Your task:
An exact copy of every record is needed.

[Dataset excerpt]
==============================

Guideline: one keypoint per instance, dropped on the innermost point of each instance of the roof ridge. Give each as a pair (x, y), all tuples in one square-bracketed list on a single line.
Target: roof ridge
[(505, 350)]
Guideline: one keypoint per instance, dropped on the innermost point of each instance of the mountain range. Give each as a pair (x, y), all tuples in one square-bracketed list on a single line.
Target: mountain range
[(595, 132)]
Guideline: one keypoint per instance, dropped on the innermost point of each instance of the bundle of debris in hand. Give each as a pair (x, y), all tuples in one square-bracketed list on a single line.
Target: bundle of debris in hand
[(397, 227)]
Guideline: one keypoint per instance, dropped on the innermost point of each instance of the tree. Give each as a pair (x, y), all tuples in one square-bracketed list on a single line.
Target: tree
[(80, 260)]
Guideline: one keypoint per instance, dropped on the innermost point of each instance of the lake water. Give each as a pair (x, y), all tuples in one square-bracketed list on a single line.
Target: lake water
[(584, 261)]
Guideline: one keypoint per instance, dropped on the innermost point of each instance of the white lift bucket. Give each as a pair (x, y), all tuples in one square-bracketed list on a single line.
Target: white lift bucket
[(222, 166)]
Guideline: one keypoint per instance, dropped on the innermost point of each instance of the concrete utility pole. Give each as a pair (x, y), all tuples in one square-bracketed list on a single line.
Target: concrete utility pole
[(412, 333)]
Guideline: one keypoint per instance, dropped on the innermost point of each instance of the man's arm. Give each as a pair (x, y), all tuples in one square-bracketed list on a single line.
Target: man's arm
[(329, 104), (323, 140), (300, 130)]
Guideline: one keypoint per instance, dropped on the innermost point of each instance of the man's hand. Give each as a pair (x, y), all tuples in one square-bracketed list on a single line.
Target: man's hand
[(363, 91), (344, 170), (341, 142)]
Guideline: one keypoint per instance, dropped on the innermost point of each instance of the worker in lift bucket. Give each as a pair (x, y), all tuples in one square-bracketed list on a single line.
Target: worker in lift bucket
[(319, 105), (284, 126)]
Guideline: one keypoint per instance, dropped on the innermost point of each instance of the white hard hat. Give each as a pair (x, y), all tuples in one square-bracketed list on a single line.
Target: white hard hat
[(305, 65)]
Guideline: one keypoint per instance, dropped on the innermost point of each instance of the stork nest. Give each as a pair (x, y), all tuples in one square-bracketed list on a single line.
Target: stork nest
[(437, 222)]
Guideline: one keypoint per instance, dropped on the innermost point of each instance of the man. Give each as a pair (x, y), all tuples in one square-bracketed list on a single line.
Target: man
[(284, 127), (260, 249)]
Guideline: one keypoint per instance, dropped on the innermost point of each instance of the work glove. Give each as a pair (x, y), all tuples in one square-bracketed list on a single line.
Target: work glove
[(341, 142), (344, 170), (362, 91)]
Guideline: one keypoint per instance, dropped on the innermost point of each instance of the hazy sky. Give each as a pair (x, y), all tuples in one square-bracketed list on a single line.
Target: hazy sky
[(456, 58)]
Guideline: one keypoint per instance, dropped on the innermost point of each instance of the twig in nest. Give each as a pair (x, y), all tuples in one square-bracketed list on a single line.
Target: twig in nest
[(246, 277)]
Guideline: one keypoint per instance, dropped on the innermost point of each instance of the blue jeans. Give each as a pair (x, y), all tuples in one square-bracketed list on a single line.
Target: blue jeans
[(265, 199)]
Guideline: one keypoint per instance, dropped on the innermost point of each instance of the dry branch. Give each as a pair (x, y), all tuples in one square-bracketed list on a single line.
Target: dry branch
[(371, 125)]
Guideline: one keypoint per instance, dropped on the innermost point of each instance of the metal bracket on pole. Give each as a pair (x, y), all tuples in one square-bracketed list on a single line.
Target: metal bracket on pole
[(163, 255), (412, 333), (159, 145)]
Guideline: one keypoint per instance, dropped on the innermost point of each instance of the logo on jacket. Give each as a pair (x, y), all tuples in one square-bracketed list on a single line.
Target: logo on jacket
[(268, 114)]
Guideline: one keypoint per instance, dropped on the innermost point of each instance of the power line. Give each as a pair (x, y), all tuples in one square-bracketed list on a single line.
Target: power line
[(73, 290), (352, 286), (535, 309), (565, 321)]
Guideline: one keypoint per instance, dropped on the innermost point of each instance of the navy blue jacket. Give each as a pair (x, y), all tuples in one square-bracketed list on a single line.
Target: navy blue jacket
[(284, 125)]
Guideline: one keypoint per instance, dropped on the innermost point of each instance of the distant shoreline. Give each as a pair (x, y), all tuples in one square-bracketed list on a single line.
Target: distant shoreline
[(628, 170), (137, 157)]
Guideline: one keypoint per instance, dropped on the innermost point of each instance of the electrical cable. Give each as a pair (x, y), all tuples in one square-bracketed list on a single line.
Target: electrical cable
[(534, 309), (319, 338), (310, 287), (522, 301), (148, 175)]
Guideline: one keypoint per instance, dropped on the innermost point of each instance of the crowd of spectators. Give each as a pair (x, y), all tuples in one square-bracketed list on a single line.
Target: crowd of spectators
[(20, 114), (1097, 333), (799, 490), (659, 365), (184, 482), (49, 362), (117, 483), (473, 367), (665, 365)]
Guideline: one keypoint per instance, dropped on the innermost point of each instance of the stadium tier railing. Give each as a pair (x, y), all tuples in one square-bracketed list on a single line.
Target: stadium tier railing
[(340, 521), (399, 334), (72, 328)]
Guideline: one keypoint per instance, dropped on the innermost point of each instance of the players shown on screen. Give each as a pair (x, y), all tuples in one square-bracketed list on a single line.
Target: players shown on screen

==============================

Answer to the exercise:
Guideline: one keypoint per instance, dropped on the innermost point of each instance of the roof ridge. Give each as a pair (x, y), all tuples in one square-bracketed list on a single line.
Target: roof ridge
[(505, 350)]
Guideline: one keypoint per instance, dropped on the innermost point of each instance of the mountain range. Give each as a pair (x, y), all tuples in one square-bracketed list on a single line.
Target: mountain range
[(595, 132)]
Guideline: one keypoint per instance, dropped on the innermost point of each instance of the bundle of debris in hand. Give each as a pair (x, y), all tuples in one square-bracketed list on a single line.
Target: bundle of debris in hand
[(397, 227)]
Guideline: one keypoint per instance, dropped on the innermost point of each instance of the tree. Give each as a pair (x, y), all tuples in one square-bracketed list on a single line.
Target: tree
[(80, 260)]
Guideline: one keypoint per instance, dropped on the innermost point of each instance of the lake water. Give each as a pair (x, y), all tuples in one square-bracketed list on a single line.
Target: lake water
[(584, 261)]
Guideline: one keypoint per instance, dropped on the innermost point of each instance of the white lift bucket. Give each as a pair (x, y), all tuples in one square-bracketed list on a single line.
Target: white lift bucket
[(222, 166)]
Guideline: one keypoint per instance, dropped on the innermost point of each instance of the concrete utility pole. Give each as a pair (x, y), all tuples in one square-bracketed list on a single line.
Target: concrete utility pole
[(412, 333)]
Guideline: one keypoint per instance, dropped on the innermost point of each instance of the man's arm. Give each as a pair (x, y), all tuples in one square-bracketed list on a single line.
Target: man's arm
[(329, 104), (323, 140), (300, 130)]
Guideline: one keypoint per instance, dropped on the innermost point of each instance of the man's hand. Give each as a pair (x, y), all tuples in one square-bracketed list on a single line.
Target: man's hand
[(363, 91), (344, 170), (341, 142)]
Guideline: one keypoint per instance, dropped on the innermost point of each instance of the worker in lift bucket. Give each as a pair (x, y), all tuples in one square-bracketed list on a single line.
Target: worker in lift bucket
[(319, 105), (284, 126)]
Guideline: one keypoint per instance, dropped on the innermost point of each instance of the white hard hat. Give each as a pair (x, y), all tuples in one square-bracketed list on a single line.
Target: white hard hat
[(305, 65)]
Guideline: one keypoint per instance, dropped on the innermost point of each instance of the stork nest. Give each as a pair (x, y), all tuples in one square-bracketed list on a single line.
Target: stork nest
[(437, 222)]
Guideline: one keypoint per instance, dropped on the innermost point of each instance of the man. Give each as a pair (x, y), all tuples in one square-bracketed list on a single line.
Target: man
[(284, 127), (260, 249)]
Guideline: one keypoint per instance, dropped on the innermost point of each instance of the work glove. Give each as a pair (x, y), all tuples in one square-bracketed list on a single line.
Target: work glove
[(341, 142), (344, 170), (362, 91)]
Guideline: one keypoint per instance, dropped on the innermost point of each instance of the hazy sky. Give each as a pair (x, y), all tuples in one square-bracketed list on a single line.
Target: hazy sky
[(456, 58)]
Guideline: one keypoint per instance, dropped on the innermost point of each instance of the twig in nest. Give each as a pair (x, y), all tuples in one square-bracketed list on a single line.
Target: twig in nest
[(246, 277)]
Guideline: one keypoint per instance, dropped on the innermost point of each instance of the blue jeans. Give each as a pair (x, y), all tuples in one square-bracketed list on a single line.
Target: blue jeans
[(265, 199)]
Guideline: one keypoint per instance, dropped on the innermost point of each instance of the dry branch. Give each as a pair (x, y), all tuples in one square-bracketed list on a single line.
Target: dry branch
[(371, 125)]
Guideline: one keypoint per instance, dropped on the innermost point of each instance of the metal bracket on pole. Give each as a pair (x, y), all tuples in one square-bracketed list on a single line.
Target: metal bracket on pole
[(163, 255), (412, 333), (159, 145)]
Guideline: one keypoint per instance, dropped on the innermost point of each instance of the logo on jacket. Give each as a pair (x, y), all tuples in one square-bracketed list on a single line.
Target: logo on jacket
[(268, 114)]
Guideline: one keypoint per instance, dropped on the innermost point of each instance of the power line. Give each as a pair (x, y), all tuples in one square-bracketed list on a single line.
Target: power line
[(73, 290), (352, 286), (535, 309), (565, 321)]
Guideline: one keypoint per instance, dropped on the innermost point of each instance of the navy blue jacket. Give each as a pair (x, y), all tuples in one square-bracketed list on a single line.
Target: navy blue jacket
[(284, 125)]
Guideline: one keypoint per instance, dropped on the innermost point of each instance of the distant shoreline. Give each as a pair (x, y), all tuples in one square-bracketed list on a single line.
Target: distant shoreline
[(628, 170), (137, 157)]
Guideline: one keypoint per instance, dropped on the innermost point of each instance of the electrical cable. Give each as a pair (x, y), all tuples in one square-bracketed list on a single line.
Target: electrical cable
[(534, 309), (319, 338), (310, 287), (522, 301), (148, 175)]
Guideline: one keypoint per instance, dropped on the innermost point of each instance of the crowd of spectators. Give each as a pair (x, y), all tuples in one square-bracketed list on a single line.
Target: crowd of spectators
[(20, 114), (1097, 333), (799, 490), (659, 365), (184, 482), (49, 362), (117, 483), (473, 367), (665, 365)]
Guideline: one keypoint per instance, dropped on the innermost point of each instance of the stadium tier railing. Give each as a pair (x, y), all tuples in one square-bracketed list on a single line.
Target: stadium tier railing
[(340, 521), (399, 334), (72, 328)]
Guideline: one keypoint per instance, dropped on the innermost point of each instance of the players shown on screen. Give each as a pair (x, y), all tuples in one square-bracketed list on a single line.
Target: players shown on screen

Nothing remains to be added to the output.